* **EXCERPT TO READ**:

____

GPU Accelerated PCAP Filtering

This post is a part of a series. Click here for the previous post.

On my quest to build a GPU accelerated PCAP parser/filtering engine, I turn to CUDA, and explore Rust’s FFI capabilities.

In my last post I showed my “completed” GPU CSV parser. One of the biggest issues with my implementation was that rows that spanned multiple buffers weren’t correctly parsed. To solve this I would need to map two buffers per call and consider their logical concatenation by keeping track of the offset of the last line in the first buffer. This is a hack to work around the fact that there are limits on how big each buffer can be. Another issue is that implementing every operation on the GPU is probably not optimal - some operations, like the initial line count is probably more efficient on the CPU than the GPU.

____

* **PROVIDED DATA**:

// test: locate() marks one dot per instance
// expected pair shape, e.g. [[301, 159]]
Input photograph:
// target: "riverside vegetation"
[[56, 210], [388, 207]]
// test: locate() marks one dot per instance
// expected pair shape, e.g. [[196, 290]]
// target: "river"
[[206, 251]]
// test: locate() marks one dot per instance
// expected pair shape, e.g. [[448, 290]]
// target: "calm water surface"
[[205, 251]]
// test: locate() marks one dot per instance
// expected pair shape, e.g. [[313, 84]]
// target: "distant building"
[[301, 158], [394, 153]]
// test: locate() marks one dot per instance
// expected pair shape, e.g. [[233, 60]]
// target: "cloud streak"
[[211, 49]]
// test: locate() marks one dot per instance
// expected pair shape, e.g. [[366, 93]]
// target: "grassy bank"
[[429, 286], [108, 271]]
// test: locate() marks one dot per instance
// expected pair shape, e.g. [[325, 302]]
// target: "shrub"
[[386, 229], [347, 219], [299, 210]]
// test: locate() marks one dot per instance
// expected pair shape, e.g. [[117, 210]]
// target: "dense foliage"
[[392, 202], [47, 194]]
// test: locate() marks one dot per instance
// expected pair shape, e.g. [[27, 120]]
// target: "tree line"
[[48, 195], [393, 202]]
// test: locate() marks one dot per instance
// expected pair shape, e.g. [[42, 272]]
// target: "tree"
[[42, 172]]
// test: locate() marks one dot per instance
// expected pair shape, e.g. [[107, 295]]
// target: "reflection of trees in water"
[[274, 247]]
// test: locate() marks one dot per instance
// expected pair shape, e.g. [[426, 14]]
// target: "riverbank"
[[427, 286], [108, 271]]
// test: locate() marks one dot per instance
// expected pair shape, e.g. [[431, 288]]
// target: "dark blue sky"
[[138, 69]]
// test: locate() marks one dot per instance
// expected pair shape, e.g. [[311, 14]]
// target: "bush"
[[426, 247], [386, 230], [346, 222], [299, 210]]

____

* **GIVEN TASK**: Continue the post on GPU-accelerated PCAP filtering, picking up after its last sentence. You won't need the records.

* **EXERCISE RESPONSE**:
Using CUDA instead of writing a compute shader

My experience so far has felt like I’ve been fighting against the tools and APIs provided. There’s a lot of boilerplate to just get code to run on the GPU, and even then I found myself facing a bit of boilerplate and complexity with using rust-gpu. For this phase of the project, I decided to use CUDA so I could focus on implementing parallel algorithms and improving my understanding of GPU architecture. However, I still wanted to use Rust for most of the non-GPU pieces. Working with Rust has been so much nicer than working with C++, and I’d like to continue honing my familiarity with Rust. I found this repo with an example of writing Rust code that links a CUDA kernel. I had to make a few tweaks to get it running on my system. Namely, I had to add .ccbin(false) to the cc::Build instance (omits the -ccbin flag to nvcc which lets nvcc select the best available compiler), and removed the -gencode flag (tells nvcc to determine the architecture and code automatically - for my purposes I don’t really care too much about compatibility with anything other than the hardware on this machine).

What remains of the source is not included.